## start Information given
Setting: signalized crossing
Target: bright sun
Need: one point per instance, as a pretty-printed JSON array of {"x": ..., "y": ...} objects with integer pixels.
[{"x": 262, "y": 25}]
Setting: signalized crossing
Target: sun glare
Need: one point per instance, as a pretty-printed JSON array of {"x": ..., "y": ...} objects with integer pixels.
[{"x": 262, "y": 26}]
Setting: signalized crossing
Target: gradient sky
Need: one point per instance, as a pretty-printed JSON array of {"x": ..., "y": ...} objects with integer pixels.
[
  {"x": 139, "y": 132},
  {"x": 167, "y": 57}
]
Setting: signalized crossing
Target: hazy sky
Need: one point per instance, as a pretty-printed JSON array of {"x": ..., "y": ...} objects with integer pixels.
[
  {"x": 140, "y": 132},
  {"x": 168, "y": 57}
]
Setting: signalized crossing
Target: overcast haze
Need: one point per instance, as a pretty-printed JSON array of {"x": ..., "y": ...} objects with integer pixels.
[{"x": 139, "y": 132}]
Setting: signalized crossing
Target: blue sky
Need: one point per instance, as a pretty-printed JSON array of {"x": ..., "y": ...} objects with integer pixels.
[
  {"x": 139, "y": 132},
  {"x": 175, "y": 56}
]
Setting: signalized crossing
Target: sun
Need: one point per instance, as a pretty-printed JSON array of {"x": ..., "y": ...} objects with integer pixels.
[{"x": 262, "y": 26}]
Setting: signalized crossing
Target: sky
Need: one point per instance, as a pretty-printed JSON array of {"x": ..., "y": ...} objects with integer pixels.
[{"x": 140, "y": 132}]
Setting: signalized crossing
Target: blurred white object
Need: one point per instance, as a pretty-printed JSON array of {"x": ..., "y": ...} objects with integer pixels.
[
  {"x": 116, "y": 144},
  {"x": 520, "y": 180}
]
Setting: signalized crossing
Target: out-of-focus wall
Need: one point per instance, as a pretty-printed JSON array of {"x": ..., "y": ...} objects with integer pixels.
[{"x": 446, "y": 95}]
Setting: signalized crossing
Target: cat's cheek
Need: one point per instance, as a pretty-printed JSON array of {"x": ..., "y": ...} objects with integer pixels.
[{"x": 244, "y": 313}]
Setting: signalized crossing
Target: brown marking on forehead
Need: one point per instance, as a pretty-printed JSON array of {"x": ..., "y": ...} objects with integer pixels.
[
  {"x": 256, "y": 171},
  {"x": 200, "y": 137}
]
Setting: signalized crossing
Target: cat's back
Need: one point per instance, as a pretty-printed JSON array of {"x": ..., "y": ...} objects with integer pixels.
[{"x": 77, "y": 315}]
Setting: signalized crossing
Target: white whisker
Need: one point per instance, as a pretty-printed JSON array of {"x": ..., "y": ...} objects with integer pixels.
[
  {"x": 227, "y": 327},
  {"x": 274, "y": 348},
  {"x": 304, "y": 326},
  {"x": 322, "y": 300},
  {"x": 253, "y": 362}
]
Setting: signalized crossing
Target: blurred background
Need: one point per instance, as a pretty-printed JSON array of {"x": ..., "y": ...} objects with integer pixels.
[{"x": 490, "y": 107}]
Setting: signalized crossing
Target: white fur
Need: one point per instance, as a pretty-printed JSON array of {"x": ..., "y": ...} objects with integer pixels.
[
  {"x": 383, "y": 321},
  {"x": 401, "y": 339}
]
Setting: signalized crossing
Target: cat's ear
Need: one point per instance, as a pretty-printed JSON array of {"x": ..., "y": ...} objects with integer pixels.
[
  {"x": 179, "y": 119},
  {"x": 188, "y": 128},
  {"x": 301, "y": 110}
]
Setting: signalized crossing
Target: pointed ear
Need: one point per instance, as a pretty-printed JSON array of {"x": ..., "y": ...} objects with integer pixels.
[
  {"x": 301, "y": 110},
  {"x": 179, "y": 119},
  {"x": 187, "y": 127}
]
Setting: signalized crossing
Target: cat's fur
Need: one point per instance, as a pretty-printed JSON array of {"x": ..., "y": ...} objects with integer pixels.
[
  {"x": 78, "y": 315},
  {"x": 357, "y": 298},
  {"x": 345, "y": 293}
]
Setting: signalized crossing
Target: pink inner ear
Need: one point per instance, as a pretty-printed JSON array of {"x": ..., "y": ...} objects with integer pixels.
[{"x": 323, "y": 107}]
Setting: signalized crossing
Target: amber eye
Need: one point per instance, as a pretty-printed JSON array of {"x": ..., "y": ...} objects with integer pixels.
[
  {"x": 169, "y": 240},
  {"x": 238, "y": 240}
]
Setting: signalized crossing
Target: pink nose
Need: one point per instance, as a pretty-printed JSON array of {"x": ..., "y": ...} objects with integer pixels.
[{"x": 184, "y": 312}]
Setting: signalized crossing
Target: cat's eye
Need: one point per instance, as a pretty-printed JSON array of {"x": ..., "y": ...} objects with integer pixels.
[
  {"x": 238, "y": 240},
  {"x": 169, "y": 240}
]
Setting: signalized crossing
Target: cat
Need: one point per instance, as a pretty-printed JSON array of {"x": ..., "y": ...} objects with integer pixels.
## end Information given
§ **Stated goal**:
Pull out every line of the records above that contains the word "blurred" and copy each one as it appears.

§ **Expected output**:
Target: blurred white object
Target: blurred background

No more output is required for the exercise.